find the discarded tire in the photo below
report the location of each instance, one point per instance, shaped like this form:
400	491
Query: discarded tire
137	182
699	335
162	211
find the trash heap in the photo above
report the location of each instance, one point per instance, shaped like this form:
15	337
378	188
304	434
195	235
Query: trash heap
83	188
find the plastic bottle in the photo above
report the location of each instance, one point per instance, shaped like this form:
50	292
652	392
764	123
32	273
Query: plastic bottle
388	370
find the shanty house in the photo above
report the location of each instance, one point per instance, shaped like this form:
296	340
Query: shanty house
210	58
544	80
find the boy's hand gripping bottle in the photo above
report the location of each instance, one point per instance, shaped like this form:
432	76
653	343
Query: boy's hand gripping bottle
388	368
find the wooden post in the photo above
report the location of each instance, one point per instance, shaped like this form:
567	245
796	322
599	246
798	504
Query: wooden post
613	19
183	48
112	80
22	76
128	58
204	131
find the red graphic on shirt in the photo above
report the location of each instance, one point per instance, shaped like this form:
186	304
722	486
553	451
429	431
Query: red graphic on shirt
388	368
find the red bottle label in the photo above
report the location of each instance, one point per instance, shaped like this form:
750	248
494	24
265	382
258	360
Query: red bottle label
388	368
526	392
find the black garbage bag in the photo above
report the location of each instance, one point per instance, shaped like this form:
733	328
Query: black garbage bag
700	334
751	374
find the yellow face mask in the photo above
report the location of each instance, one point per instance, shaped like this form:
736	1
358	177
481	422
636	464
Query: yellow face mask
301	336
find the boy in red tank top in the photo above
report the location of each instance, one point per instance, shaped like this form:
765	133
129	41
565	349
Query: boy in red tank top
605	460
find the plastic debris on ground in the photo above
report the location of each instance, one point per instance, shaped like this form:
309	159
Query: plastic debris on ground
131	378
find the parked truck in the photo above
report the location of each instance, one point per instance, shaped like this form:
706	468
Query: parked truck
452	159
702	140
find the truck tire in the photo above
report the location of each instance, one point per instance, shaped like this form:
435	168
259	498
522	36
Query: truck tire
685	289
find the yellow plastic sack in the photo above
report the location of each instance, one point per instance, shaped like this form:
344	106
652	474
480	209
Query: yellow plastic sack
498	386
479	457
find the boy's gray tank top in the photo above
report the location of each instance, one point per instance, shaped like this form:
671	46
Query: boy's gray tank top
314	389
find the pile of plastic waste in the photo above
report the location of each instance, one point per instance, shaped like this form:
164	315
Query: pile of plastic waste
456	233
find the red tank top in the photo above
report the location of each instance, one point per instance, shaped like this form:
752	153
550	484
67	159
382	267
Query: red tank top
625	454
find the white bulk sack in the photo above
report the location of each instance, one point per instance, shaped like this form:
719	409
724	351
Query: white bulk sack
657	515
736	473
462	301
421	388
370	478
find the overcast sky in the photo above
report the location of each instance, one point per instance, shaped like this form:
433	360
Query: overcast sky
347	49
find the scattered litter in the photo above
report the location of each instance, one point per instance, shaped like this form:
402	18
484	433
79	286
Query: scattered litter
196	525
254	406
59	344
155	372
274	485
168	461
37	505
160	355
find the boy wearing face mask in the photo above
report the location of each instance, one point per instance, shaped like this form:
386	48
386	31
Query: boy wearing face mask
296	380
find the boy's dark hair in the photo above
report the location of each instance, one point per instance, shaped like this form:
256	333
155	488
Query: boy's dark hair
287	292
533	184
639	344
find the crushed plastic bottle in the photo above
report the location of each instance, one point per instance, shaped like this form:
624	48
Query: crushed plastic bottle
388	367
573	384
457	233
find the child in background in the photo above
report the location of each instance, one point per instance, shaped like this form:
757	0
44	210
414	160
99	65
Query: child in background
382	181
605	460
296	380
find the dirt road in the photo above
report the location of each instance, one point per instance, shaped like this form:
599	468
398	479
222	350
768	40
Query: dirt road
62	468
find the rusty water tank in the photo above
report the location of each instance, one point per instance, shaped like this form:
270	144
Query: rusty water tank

◆ **Your goal**
Go through the data line by line and work out how many lines contain "rusty". Give only that number.

◆ **Answer box**
2